■ EXTRACTED RECORDS ■

== Segment start ==

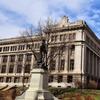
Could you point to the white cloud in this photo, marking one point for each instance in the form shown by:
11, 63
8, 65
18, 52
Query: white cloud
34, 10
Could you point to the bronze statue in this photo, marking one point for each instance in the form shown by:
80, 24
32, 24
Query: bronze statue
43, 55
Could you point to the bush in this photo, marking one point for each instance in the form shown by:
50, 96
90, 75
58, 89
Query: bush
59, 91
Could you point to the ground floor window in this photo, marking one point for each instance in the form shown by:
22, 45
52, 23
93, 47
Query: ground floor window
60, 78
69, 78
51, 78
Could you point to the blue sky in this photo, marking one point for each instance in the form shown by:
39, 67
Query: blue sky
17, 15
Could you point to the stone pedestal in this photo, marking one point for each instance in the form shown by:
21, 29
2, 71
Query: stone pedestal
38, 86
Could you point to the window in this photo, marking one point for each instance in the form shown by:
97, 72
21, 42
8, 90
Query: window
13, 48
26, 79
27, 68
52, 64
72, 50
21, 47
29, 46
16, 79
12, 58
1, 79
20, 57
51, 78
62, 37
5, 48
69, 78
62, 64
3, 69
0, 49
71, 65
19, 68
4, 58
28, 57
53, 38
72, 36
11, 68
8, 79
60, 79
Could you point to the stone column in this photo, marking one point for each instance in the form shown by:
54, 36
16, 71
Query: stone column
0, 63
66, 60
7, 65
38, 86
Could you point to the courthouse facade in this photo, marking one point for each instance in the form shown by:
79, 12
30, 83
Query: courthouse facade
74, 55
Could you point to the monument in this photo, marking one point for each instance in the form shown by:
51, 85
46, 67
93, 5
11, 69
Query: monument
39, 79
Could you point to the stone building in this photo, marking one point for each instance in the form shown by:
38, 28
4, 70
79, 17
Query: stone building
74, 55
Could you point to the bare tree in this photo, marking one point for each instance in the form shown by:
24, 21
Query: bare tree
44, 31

== Segment end ==
== Segment start ==

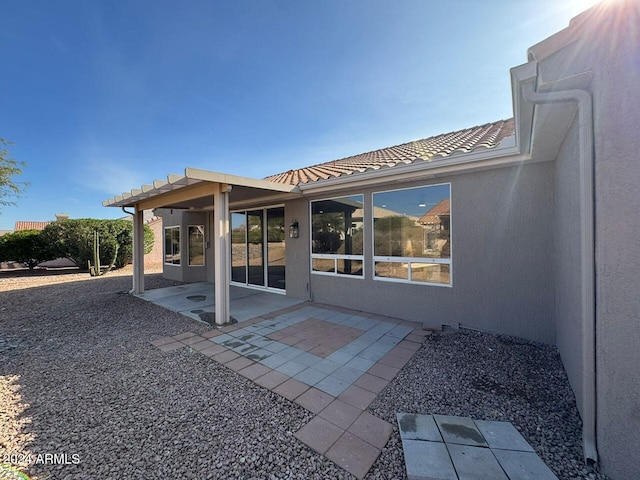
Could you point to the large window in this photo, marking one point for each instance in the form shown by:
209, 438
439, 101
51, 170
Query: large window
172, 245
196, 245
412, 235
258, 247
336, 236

== Segment end ==

■ TASK TO COMPLETE ■
An exact copy of the lines above between the line holding "Query: window" and the line holding "Could you point to the stone column", inclusive, is the whole answer.

■ ANSWER SECTION ■
Query: window
13, 48
26, 79
27, 68
52, 64
72, 50
21, 47
29, 46
16, 79
12, 58
1, 79
20, 57
51, 78
62, 37
5, 48
69, 78
62, 64
3, 69
0, 49
71, 65
19, 68
4, 58
28, 57
53, 38
72, 36
11, 68
8, 79
60, 79
Could you point to the stone column in this photo, marking one point for each instance in the form shown by:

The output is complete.